:: What is expected ::
For each line below that includes the string "white", show the whole line.

:: Exercise input ::

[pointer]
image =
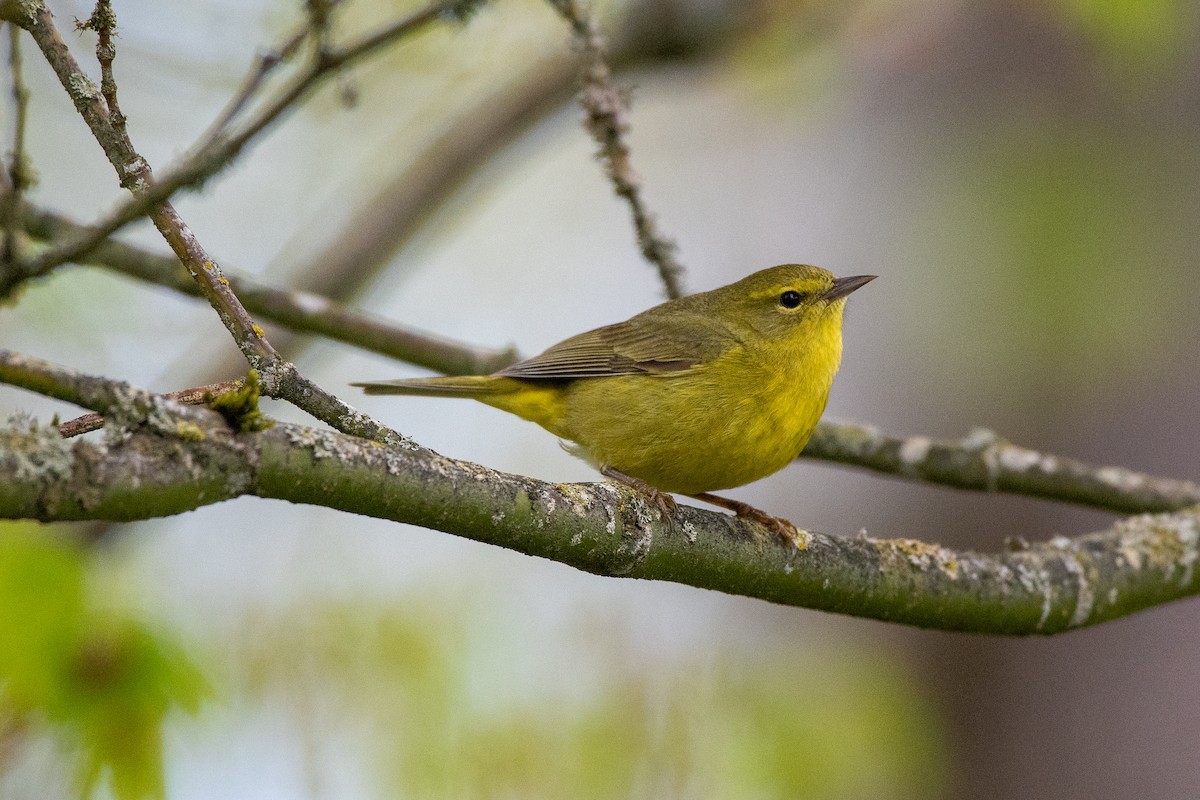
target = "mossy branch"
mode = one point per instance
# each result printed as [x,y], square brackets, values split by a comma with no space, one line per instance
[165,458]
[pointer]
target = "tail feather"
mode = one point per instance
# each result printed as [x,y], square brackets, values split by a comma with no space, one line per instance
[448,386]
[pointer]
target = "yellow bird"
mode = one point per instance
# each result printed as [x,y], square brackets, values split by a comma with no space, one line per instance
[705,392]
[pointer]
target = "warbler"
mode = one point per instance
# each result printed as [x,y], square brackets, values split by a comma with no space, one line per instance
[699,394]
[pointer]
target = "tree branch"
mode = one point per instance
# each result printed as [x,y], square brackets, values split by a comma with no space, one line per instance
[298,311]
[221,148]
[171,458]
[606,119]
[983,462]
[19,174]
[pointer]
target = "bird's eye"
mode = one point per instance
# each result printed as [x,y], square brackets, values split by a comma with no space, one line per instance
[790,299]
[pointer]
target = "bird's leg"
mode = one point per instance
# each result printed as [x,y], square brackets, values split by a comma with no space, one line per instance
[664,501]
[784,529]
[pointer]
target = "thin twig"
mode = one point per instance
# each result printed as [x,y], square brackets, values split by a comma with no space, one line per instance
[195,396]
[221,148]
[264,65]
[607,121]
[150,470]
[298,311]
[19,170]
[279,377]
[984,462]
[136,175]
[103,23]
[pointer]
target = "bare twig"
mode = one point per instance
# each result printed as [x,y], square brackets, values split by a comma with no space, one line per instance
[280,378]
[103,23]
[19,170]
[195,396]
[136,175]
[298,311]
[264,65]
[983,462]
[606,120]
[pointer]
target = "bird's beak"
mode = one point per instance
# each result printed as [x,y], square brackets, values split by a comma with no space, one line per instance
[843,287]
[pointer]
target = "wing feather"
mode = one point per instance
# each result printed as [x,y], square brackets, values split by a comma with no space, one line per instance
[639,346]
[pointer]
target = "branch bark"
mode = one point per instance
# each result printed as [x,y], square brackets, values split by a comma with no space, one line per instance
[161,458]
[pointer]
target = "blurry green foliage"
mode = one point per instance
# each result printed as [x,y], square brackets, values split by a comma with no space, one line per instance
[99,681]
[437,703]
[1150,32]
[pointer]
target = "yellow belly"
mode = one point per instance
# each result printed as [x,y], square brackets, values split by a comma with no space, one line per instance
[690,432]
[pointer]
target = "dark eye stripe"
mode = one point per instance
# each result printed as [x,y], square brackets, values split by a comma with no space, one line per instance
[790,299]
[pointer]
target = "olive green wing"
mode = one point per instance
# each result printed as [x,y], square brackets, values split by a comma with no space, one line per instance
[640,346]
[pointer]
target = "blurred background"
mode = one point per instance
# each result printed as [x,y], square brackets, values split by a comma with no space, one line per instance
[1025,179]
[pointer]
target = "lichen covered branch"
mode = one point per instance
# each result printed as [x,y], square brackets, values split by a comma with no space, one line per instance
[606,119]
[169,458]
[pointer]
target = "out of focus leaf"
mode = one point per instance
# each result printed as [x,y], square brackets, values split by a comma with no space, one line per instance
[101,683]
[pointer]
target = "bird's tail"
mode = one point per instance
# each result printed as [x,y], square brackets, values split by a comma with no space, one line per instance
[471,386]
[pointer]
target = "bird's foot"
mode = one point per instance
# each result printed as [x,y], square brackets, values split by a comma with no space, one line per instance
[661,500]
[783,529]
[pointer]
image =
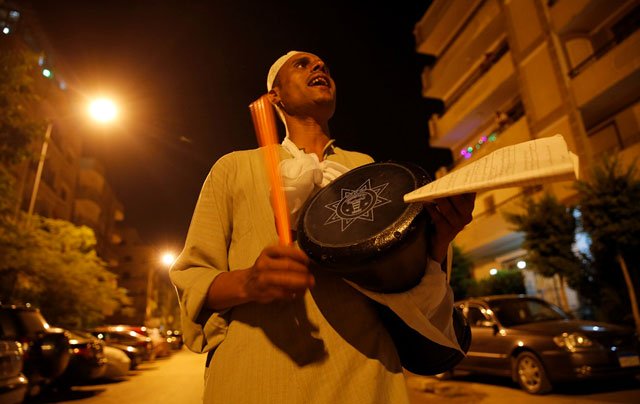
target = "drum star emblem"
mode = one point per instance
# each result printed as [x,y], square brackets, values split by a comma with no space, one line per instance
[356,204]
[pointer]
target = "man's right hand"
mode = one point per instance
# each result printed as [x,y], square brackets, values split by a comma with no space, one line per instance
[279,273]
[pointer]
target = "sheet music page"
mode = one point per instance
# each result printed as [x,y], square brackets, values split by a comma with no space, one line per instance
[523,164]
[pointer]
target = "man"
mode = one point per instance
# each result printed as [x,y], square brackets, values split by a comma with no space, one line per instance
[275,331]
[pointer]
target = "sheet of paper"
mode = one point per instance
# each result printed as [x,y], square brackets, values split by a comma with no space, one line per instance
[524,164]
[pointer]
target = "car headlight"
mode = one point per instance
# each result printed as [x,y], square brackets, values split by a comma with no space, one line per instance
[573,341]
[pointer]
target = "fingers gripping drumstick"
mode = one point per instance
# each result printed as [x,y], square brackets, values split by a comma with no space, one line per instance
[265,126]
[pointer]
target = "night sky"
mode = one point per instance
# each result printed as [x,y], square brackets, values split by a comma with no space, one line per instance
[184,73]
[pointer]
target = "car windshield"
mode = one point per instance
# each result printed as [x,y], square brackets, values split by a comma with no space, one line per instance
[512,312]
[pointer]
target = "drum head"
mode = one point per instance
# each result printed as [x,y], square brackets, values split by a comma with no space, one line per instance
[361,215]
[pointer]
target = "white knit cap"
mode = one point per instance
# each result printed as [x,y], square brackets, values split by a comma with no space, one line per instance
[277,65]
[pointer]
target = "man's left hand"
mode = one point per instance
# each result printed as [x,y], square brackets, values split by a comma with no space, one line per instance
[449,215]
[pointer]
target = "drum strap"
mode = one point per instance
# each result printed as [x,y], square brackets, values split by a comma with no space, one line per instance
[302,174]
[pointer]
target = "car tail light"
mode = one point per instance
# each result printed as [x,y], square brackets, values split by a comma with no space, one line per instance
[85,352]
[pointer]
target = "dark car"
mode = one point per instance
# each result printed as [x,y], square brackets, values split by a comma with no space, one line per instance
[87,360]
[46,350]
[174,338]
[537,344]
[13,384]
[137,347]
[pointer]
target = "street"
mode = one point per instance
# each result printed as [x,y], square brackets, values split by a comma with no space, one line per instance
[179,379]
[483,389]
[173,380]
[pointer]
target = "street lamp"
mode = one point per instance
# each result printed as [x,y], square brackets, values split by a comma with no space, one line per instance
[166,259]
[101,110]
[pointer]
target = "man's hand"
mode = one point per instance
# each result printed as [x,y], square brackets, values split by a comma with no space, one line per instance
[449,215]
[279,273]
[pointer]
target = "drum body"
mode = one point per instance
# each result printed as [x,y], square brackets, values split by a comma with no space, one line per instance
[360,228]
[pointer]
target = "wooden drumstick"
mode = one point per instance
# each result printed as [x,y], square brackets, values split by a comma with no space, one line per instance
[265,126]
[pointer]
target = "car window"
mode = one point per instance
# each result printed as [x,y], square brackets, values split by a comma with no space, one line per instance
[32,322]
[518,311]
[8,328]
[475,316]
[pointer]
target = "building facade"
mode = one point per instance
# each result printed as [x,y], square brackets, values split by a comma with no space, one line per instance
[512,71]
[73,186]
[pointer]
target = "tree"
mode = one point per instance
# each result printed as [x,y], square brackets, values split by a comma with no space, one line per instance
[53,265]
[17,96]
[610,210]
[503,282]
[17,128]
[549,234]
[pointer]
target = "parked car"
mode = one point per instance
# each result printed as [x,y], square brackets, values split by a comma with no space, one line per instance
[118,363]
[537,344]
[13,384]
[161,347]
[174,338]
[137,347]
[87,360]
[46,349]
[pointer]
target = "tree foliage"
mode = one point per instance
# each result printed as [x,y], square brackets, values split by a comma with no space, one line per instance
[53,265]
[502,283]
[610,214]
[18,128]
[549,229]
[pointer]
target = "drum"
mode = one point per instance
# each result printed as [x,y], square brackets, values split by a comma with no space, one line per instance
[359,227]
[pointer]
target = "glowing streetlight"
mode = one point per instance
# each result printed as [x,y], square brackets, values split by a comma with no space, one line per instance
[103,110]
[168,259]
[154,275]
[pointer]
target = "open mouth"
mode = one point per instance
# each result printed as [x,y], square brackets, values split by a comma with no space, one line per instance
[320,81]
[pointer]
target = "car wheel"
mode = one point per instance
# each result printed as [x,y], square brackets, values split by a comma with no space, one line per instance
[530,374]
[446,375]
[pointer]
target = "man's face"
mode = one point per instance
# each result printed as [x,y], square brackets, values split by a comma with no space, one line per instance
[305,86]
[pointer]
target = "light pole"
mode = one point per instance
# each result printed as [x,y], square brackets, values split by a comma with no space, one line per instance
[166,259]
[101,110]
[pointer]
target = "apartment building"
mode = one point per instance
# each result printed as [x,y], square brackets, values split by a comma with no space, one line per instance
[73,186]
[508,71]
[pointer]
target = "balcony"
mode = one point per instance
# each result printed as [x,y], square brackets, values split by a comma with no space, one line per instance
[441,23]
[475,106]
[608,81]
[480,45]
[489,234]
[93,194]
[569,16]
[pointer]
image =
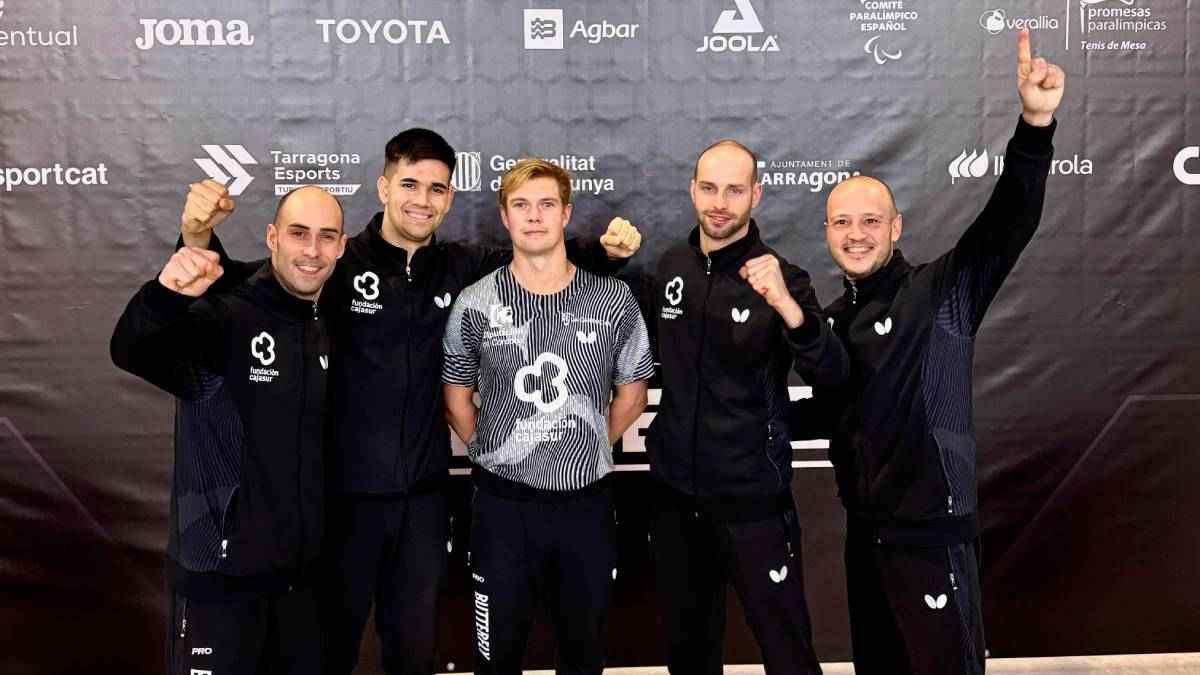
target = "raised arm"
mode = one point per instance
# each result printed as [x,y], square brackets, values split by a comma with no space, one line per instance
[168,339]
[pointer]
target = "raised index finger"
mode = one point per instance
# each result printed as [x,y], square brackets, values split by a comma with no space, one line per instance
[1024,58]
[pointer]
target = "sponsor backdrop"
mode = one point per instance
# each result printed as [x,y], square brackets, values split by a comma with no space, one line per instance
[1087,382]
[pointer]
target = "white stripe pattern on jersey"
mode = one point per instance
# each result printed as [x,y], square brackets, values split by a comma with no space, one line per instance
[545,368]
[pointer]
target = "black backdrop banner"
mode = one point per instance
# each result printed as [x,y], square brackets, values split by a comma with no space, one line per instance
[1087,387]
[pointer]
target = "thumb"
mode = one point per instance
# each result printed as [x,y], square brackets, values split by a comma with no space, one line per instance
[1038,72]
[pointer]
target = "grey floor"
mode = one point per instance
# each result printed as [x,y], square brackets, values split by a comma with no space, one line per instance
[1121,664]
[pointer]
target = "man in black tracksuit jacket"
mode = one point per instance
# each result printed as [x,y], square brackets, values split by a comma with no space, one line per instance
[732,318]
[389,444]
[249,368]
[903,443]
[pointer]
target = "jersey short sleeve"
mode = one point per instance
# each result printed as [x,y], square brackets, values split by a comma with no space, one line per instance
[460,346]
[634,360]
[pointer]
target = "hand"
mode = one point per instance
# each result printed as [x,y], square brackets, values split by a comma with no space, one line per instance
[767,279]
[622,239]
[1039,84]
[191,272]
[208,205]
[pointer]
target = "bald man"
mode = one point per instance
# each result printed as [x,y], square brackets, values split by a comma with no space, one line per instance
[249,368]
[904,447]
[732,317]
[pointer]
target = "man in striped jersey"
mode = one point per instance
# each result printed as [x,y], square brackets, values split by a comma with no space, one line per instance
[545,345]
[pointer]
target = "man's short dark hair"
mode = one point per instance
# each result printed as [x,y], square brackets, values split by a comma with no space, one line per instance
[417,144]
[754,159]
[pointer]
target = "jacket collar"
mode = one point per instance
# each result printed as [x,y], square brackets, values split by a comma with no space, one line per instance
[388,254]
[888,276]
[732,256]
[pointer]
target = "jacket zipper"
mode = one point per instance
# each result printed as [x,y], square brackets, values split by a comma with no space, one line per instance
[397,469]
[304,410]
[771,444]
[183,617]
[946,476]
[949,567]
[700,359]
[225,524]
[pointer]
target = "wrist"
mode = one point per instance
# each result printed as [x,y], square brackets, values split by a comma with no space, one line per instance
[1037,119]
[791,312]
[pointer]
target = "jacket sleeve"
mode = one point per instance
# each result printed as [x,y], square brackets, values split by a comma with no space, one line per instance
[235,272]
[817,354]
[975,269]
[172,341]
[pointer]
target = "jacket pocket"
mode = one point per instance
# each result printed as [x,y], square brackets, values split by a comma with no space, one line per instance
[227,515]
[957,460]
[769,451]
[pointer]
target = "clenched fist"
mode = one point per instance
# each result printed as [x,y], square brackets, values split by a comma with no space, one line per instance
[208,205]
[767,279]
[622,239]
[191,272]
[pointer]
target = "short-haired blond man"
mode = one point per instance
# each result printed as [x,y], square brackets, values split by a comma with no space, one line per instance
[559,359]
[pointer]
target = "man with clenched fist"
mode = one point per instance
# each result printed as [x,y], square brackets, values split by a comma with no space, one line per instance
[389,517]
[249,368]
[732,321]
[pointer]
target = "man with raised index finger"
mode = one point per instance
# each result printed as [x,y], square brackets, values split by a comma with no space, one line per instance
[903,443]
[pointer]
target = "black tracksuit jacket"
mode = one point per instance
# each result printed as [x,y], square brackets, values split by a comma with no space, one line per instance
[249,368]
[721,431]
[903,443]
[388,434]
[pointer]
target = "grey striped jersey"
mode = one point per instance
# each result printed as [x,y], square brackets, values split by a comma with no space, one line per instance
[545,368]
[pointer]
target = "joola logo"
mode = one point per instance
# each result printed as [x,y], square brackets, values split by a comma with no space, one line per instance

:: The completed task ::
target = "white knit cap"
target = "white stripe pattern on jersey"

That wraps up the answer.